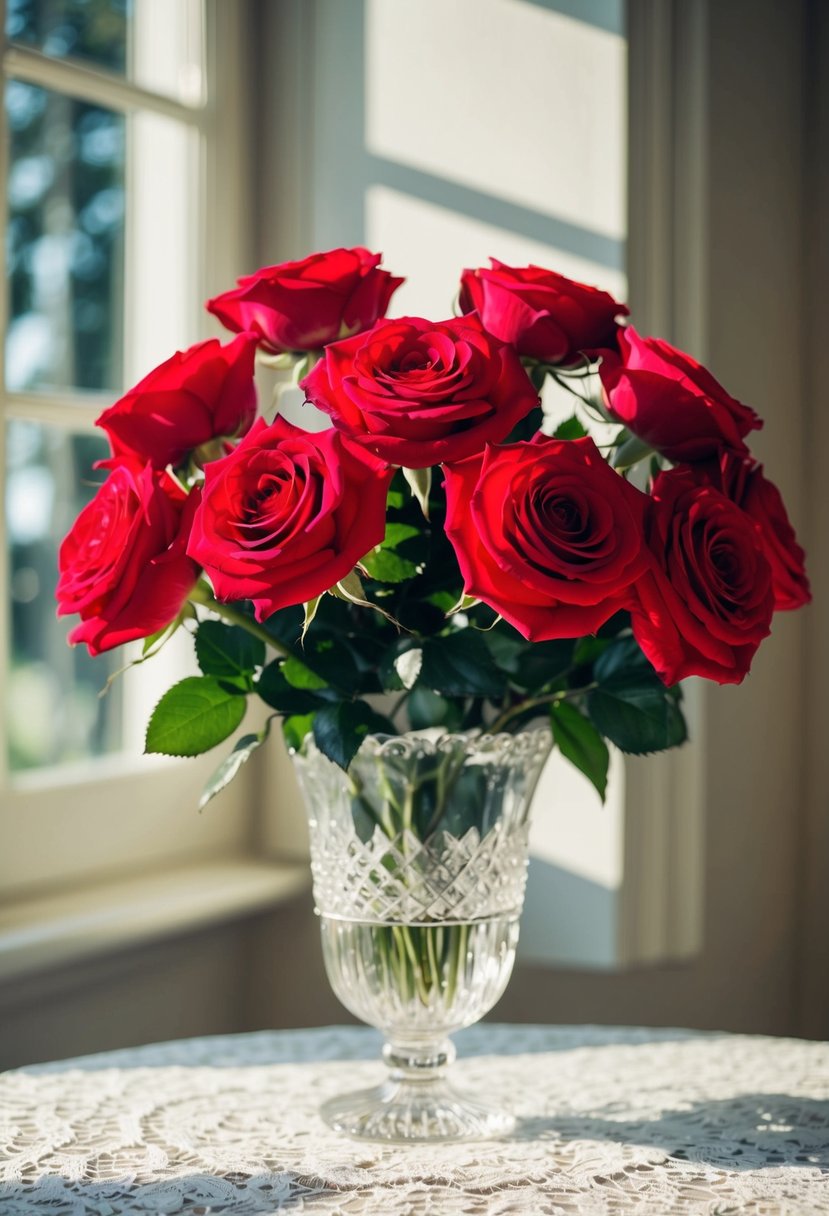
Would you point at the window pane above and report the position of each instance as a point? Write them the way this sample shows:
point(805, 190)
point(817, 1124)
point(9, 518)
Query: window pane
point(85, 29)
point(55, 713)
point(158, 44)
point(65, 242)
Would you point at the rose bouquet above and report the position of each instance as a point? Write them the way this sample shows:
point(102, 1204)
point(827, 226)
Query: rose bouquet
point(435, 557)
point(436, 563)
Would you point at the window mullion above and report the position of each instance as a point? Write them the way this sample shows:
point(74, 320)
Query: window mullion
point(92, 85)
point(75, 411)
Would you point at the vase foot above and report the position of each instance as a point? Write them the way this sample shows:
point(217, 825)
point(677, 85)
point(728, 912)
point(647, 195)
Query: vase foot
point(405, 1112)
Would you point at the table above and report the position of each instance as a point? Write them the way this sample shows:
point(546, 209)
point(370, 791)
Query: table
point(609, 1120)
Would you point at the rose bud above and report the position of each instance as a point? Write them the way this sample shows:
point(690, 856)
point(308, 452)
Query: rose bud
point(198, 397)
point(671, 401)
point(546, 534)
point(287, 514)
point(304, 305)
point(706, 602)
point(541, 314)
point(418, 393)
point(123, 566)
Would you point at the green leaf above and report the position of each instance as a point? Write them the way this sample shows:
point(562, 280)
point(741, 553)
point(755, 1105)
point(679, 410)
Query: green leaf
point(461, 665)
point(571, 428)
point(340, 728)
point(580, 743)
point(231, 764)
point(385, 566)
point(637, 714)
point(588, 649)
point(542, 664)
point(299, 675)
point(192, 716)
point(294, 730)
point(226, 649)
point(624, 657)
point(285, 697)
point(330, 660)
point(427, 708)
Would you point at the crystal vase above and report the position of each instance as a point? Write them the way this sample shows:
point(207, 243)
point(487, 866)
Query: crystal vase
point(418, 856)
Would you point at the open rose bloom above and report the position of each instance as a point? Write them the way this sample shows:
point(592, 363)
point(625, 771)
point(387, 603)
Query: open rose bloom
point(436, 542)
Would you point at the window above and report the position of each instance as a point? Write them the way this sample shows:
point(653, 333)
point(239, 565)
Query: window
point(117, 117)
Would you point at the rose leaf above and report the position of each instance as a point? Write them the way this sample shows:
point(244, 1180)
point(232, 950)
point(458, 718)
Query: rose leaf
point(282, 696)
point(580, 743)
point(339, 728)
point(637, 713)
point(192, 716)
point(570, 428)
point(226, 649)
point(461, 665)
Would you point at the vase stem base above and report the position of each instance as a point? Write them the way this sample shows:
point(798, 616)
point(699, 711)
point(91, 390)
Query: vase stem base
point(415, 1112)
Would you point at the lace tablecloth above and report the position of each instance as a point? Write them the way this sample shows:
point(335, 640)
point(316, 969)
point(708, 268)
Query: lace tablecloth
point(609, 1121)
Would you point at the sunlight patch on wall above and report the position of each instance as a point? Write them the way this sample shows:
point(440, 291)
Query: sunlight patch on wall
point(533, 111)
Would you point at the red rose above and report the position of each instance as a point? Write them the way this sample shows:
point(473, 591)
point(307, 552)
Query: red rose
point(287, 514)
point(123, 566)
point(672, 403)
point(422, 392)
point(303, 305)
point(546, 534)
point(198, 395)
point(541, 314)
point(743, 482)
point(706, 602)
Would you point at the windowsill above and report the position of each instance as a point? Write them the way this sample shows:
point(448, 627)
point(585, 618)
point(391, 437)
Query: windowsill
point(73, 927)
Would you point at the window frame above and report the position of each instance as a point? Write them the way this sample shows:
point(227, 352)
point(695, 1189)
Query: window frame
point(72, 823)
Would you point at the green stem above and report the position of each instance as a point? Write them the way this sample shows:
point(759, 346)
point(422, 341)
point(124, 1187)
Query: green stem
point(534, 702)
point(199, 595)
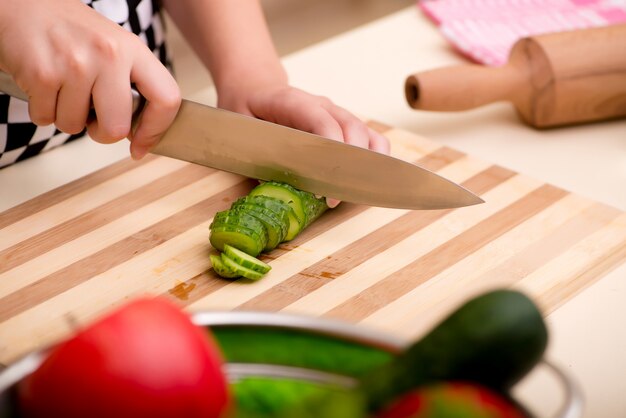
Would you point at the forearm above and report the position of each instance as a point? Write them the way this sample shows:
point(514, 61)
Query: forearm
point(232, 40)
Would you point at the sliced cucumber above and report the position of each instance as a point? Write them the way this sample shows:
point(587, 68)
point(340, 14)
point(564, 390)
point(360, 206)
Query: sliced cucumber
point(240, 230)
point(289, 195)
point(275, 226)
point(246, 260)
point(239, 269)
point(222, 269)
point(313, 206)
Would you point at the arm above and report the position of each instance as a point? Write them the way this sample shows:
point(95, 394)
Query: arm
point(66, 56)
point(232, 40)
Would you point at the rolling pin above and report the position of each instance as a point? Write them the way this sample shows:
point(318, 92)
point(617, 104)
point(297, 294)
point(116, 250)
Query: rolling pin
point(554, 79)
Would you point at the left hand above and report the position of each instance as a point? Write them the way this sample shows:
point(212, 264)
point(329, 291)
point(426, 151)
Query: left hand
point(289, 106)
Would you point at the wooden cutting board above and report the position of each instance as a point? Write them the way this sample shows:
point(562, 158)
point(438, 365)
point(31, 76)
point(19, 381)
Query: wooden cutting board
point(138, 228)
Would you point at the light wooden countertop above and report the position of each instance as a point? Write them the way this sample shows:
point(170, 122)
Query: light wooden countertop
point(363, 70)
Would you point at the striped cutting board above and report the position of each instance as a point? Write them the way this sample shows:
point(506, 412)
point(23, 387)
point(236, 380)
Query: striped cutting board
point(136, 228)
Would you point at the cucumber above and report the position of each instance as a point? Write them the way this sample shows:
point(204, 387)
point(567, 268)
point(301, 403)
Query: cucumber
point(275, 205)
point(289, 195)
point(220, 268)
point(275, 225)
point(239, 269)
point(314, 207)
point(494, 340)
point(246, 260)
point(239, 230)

# # # # # # #

SET TASK
Recast the part that opens with the line containing "Would you point at the lace" and closes with the line containing "point(609, 1121)" as a numbered list, both end lines included and any blank lines dropped.

TASK SOLUTION
1. Would you point at the lace tablecloth above and report the position of each instance as a point? Write them the way this sample shows:
2. point(335, 640)
3. point(316, 969)
4. point(708, 268)
5. Query: lace tablecloth
6. point(609, 1121)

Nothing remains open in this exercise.